Report how many lines of the listing contain the string "Detect", counting only matches in the same letter case. Give the number alone.

[Extracts from a box-labeled dataset]
(begin)

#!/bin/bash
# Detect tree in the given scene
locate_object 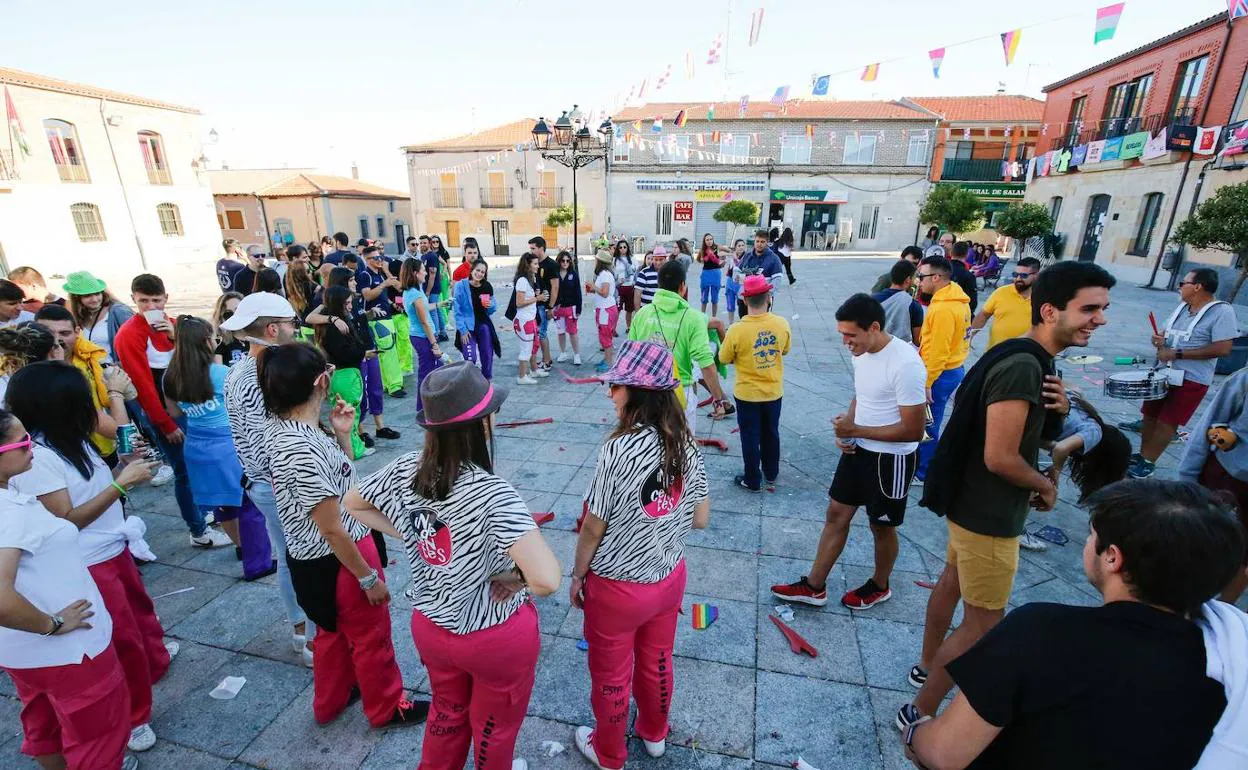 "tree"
[713,201,760,241]
[919,185,983,236]
[995,203,1053,253]
[1172,182,1248,302]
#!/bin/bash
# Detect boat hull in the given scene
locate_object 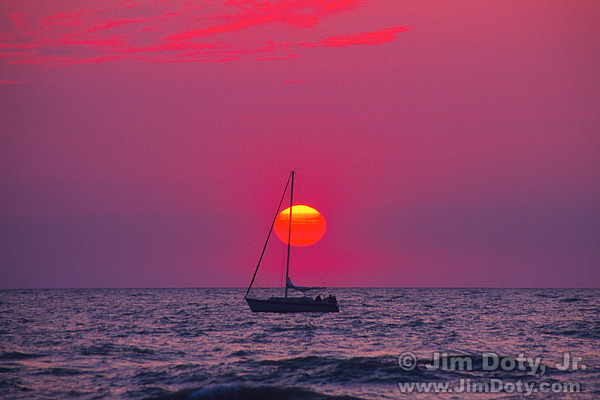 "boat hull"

(end)

▶ **Problem solution**: 2